* Aim of the exercise *
All of the data needs to be repeated exactly.

● ● ● ● ● ● ●

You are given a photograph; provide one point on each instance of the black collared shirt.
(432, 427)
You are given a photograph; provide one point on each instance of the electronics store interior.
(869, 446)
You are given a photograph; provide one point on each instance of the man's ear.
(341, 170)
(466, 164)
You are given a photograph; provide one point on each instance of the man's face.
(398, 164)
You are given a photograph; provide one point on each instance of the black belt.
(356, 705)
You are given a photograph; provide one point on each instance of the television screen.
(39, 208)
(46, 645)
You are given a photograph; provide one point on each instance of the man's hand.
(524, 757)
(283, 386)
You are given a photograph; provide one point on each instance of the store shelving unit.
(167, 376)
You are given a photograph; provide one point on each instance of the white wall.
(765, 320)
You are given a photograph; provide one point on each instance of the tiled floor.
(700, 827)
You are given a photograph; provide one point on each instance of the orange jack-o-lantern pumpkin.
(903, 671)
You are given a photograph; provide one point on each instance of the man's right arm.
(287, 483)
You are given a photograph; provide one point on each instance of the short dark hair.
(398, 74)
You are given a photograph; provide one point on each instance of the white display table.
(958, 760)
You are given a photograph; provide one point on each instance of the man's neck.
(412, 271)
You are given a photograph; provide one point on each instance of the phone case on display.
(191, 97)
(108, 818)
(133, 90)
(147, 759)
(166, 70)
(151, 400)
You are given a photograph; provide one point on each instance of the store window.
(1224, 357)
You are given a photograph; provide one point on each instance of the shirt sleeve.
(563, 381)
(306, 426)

● ● ● ● ● ● ●

* Response area *
You are given a photograph; provide one point on each instance of the black collared shirt.
(432, 427)
You are given a photograph; provide one point on each instance of the electronics store interior.
(869, 446)
You are given a photograph; provide one point on each instance of the man's ear.
(341, 170)
(466, 164)
You are given a photograph; provide one point on each instance of the man's face.
(398, 164)
You are given a photograph; provide one point on each instance of the black belt.
(356, 705)
You are given a photograph; provide one point on each instance of the television screen.
(39, 208)
(46, 645)
You are given a photograph; provide one point on each instance of the man's hand.
(524, 757)
(283, 386)
You are given a photograph; provide one point on each instance of the store shelving unit.
(167, 376)
You are given a photograph; provide one point on each instance of the white wall.
(765, 320)
You are given a photograph; provide one point on each instance of the tiled floor.
(700, 827)
You are given a photograph; provide one point on each instance of the orange jack-o-lantern pumpkin.
(903, 671)
You are given a photograph; provide one point on each instance of the man's right arm.
(287, 483)
You are given a photograph; provide one point on each instance of the short dark hair.
(398, 74)
You are given a photograph; provide one point on each instance of the white display table.
(958, 760)
You are given a photograph; provide one point on each instance of the man's neck.
(412, 271)
You are given a photograph; provide one point on each instance of the phone case on display.
(191, 97)
(108, 818)
(133, 90)
(147, 759)
(166, 70)
(151, 400)
You are given a photograph; provide one point on each instance of the store window.
(1224, 357)
You are given a photograph; provide one point on each instance of the shirt sleeve.
(563, 381)
(306, 426)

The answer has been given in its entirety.